[Exercise requirements]
A - In one to three sentences, explain why, according to the news report on developer donations, The Trillium used Google Pinpoint.
B - Carry on the news report on developer donations to GTA candidates, starting after its last sentence.

AI-aided investigative report shines light on political contributions made by developers from Mississauga to Pickering
Published September 13, 2023 at 10:11 am
An investigative report using AI by Queen’s Park watchdog The Trillium on political contributions made by developer ‘super donors’ to municipal candidates found 41 candidates in the 2022 election were gifted cheques of at least $1,000 for their campaign, including most of the GTA mayors.
Mississauga’s Bonnie Crombie accepted $37,200 and Patrick Brown’s campaign in Brampton took in $36,000 from developers and their associates, while Pickering’s Kevin Ashe ($22,600) and Whitby’s Elizabeth Roy ($20,200) also said yes to developer donations.
The Trillium used Google Pinpoint, an AI-based research tool, to sift through the campaign finance returns for every municipality in the GTA to find where the candidates were receiving their contributions and then created a database from those numbers.
Their research discovered that a group of 14 developers spread their money across a wide net, with each contributing to multiple candidates. Political affiliation or leaning played a role in ‘earning’ a contribution but the developers did not appear to discriminate.

[Material supplied]
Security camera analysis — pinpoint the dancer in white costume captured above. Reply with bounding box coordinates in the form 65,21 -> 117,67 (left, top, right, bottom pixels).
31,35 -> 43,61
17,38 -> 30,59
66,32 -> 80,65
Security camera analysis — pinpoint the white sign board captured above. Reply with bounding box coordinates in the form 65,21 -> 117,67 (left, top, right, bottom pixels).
---
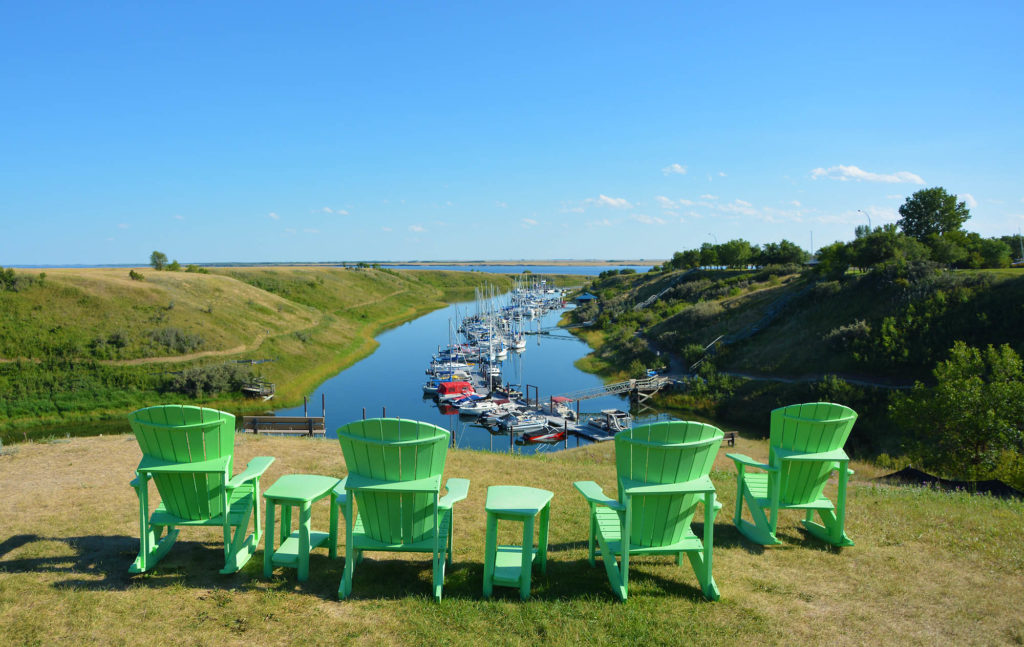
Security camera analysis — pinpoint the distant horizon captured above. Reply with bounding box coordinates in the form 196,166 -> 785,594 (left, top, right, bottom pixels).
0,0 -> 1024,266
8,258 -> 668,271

[Responses to the tasks]
A - The Trillium used Google Pinpoint, an AI-based research tool, to sift through the campaign finance returns for every GTA municipality and find where candidates were getting their contributions. It then built a database from those numbers.

B -
Roy, when reached by insauga, confirmed both her contribution to the Trillium story and that her campaign in 2022 – and every political race she has been involved in since 1997 – has been above board and followed the very specific Ontario election finance regulations.
“Campaigning for municipal office is an expensive undertaking,” she said. “Many candidates are not in a position to donate the maximum $25,000 to their own campaign and running for office shouldn’t be limited to those with financial means.”
Roy, who added that her campaign finances are public and available to view online, said the cost of campaigning has been cited as one of the “barriers” preventing women and people of limited means from entering politics.
“We should be cautious that we don’t create a climate that further discourages people from participating,” she said. “It comes down to the person you elect to represent you. Do you trust them to make decisions in the best interest of your community? Whitby residents have put their trust in me time after time and I never take that for granted.”
Ashe also defended his developer contributions when his office was contacted, noting that the donations “do not create any undue influence on my actions or decisions as a public official.”
The campaign finance rules are clear, he added, and outline exactly how much can be donated to help with advertising, canvassing, public events and outreach.
Or, as Trillium writer Jessica Smith Cross noted in her story, campaign volunteers “shouldn’t have to caffeinate themselves.”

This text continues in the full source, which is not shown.